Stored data
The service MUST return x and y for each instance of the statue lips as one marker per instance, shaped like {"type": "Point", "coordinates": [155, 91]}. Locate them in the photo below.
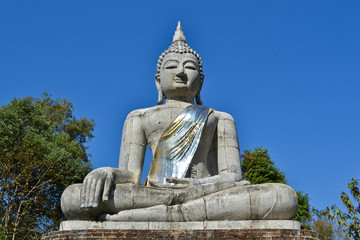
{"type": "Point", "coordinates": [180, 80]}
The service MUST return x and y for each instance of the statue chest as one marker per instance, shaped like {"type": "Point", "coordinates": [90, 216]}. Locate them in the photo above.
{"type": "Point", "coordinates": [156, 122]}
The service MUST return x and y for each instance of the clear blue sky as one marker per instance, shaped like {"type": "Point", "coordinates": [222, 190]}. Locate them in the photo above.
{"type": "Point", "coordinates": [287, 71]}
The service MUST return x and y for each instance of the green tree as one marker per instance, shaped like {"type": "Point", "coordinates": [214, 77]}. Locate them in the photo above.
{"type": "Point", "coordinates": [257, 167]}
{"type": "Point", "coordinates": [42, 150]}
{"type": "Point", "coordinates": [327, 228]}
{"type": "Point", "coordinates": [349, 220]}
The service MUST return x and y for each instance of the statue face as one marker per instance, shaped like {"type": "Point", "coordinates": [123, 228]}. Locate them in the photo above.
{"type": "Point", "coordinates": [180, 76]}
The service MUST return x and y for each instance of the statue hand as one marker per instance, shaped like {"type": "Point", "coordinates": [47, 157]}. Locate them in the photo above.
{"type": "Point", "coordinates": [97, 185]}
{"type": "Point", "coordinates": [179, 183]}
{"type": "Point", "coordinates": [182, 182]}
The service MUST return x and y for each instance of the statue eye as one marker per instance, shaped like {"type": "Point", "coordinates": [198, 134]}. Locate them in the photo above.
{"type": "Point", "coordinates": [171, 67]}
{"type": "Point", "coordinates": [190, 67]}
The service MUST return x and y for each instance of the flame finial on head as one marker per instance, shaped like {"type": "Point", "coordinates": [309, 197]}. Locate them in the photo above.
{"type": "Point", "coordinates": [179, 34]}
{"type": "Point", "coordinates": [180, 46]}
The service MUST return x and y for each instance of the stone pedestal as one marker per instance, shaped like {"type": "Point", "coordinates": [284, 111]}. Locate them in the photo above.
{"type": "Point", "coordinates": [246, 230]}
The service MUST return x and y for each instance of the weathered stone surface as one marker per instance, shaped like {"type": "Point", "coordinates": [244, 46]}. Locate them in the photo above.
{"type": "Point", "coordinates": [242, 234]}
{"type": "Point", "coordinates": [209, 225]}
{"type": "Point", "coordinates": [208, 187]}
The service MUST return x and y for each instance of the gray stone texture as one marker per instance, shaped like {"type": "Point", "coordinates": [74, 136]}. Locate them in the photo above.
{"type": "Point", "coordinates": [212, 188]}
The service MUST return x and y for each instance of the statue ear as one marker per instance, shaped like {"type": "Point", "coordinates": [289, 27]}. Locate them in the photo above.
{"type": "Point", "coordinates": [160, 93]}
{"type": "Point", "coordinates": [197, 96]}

...

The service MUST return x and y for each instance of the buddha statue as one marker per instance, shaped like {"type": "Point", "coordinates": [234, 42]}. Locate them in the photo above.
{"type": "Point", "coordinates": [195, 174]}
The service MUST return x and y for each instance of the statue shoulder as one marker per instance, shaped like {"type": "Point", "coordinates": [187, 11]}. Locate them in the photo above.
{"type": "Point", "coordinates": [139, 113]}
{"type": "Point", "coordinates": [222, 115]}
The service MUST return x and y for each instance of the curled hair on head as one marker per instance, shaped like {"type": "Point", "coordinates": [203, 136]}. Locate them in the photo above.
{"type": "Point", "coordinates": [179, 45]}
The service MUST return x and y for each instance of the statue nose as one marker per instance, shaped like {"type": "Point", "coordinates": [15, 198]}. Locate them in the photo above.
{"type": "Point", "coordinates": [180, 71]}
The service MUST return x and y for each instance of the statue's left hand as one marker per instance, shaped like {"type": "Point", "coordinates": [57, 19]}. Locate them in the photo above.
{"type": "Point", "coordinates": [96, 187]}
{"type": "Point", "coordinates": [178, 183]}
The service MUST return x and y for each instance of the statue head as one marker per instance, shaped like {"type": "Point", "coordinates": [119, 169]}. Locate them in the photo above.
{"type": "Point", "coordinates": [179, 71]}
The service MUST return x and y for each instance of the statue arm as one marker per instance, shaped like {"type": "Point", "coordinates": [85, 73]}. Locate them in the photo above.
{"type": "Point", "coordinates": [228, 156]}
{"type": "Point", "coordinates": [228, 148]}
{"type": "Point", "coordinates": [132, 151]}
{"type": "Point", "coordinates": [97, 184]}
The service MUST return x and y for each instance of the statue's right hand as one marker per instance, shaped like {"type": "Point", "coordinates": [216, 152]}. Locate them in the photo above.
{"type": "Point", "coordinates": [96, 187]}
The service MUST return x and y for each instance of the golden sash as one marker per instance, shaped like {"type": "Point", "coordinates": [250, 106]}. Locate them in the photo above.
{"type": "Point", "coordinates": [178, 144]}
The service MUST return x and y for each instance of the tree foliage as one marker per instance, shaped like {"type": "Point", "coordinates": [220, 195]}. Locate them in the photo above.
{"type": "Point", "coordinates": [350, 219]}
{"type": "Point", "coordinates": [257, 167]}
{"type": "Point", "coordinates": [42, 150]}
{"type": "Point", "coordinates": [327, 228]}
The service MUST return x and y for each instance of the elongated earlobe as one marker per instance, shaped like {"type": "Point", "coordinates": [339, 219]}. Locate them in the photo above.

**TO DO**
Count the lines of the records that contain the string "hand". Reply with the number only.

**RESULT OF THIS EXERCISE**
3